### Aim of the exercise
Within the material below, locate the line with "[ ] one point per instance of the rocky" and the line with "[ ] one point per instance of the dense", then return those two lines and all lines between them, exactly as written.

☆ ☆ ☆ ☆ ☆

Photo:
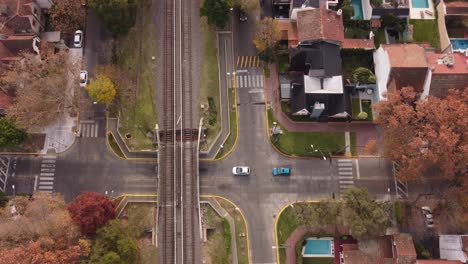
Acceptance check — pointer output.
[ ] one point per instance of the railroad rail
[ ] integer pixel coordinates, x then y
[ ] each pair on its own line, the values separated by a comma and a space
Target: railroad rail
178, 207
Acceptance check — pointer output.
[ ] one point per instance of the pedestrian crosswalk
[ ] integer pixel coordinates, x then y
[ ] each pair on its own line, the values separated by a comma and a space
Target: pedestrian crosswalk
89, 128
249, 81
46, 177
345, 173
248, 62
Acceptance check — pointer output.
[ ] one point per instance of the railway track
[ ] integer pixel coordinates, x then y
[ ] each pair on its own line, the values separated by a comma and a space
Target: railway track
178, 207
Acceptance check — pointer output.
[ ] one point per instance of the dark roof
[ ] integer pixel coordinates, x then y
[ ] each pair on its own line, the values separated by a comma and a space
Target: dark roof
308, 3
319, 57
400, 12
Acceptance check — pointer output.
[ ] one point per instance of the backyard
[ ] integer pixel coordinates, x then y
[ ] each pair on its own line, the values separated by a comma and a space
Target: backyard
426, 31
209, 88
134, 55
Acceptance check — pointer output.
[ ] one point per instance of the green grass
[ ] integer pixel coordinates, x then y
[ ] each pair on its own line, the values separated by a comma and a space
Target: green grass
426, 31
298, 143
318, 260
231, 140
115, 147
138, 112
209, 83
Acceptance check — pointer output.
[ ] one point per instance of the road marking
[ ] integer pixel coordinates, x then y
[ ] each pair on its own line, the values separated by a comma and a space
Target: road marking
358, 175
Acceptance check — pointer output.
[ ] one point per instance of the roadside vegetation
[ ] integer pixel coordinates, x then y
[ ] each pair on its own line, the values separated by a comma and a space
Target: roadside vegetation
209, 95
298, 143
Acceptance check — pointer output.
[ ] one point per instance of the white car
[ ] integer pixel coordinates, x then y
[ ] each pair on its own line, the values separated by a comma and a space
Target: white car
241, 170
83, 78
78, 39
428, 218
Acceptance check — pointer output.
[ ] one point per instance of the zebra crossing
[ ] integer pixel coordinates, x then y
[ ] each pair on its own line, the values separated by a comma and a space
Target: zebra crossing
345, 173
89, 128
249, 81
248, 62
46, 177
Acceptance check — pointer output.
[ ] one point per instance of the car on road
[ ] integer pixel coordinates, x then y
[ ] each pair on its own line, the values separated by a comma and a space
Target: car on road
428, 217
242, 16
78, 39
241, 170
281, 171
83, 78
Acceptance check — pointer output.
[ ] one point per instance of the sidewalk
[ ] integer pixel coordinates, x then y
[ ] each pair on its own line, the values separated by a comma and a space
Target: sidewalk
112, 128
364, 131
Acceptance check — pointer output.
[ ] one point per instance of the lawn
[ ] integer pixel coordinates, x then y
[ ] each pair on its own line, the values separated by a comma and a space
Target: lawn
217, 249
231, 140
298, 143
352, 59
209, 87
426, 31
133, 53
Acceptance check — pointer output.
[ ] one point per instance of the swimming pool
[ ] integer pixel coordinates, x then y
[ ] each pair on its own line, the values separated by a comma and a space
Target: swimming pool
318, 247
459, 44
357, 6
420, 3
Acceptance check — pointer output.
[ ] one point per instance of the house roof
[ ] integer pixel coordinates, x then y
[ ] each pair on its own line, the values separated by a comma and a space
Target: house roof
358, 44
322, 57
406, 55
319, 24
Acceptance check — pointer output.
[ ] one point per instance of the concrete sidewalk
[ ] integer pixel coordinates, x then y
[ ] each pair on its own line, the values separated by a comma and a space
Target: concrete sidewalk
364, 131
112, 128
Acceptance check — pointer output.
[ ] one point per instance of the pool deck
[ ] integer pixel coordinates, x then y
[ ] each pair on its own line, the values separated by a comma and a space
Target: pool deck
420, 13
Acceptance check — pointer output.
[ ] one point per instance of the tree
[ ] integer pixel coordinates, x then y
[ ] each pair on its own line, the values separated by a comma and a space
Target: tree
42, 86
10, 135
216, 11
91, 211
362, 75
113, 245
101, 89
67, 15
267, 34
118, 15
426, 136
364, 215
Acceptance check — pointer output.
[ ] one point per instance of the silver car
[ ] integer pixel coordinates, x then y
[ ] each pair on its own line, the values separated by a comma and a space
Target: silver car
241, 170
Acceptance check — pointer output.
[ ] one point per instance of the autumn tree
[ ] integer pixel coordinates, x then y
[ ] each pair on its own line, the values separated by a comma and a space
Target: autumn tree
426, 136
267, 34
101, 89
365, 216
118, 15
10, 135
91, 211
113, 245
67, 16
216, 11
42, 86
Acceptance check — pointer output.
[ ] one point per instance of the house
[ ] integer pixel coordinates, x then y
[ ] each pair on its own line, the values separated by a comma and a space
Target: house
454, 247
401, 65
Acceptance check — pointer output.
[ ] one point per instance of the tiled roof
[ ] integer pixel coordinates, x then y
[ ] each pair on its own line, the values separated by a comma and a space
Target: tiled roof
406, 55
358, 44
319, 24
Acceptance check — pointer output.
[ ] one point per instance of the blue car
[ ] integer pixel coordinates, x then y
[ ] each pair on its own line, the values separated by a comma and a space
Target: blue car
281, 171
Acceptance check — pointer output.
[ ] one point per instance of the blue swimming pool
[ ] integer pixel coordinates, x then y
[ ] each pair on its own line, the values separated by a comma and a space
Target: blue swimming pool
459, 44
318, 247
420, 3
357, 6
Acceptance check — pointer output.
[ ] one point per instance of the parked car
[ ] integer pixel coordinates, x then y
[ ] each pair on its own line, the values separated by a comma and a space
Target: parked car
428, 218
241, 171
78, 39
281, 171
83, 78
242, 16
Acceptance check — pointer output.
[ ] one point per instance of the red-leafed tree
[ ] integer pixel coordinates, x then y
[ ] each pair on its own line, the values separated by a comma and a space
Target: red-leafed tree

☆ ☆ ☆ ☆ ☆

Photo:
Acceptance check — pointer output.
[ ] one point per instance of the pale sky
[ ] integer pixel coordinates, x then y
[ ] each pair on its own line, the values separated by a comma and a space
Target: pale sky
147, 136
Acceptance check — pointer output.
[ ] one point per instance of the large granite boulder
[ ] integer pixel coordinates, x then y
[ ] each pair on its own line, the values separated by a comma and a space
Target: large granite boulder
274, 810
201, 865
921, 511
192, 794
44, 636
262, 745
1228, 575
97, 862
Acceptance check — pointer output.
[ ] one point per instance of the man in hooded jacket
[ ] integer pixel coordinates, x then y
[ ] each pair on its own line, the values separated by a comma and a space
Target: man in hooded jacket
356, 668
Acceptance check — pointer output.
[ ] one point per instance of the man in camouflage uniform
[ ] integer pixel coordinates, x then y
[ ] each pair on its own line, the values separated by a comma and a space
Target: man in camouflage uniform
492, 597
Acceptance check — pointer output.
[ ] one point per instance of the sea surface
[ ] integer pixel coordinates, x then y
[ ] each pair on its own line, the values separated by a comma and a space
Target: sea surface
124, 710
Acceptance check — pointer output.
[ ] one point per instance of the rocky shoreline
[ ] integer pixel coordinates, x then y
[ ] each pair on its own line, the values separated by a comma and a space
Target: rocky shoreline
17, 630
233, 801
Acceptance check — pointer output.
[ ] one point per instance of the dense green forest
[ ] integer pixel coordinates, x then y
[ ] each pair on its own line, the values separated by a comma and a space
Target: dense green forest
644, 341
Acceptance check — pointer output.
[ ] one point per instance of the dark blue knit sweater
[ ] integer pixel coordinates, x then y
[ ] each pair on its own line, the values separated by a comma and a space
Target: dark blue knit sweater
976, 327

☆ ☆ ☆ ☆ ☆

### Output of the exercise
[ ] one point per instance of the rocky shoreline
[ ] integer pixel coordinates, x then y
[ ] each pair on its own line, the values separated by a comma and a space
Target: rocky shoreline
17, 630
233, 801
Acceptance check — pointer output.
[ ] one point per instance of the dense green forest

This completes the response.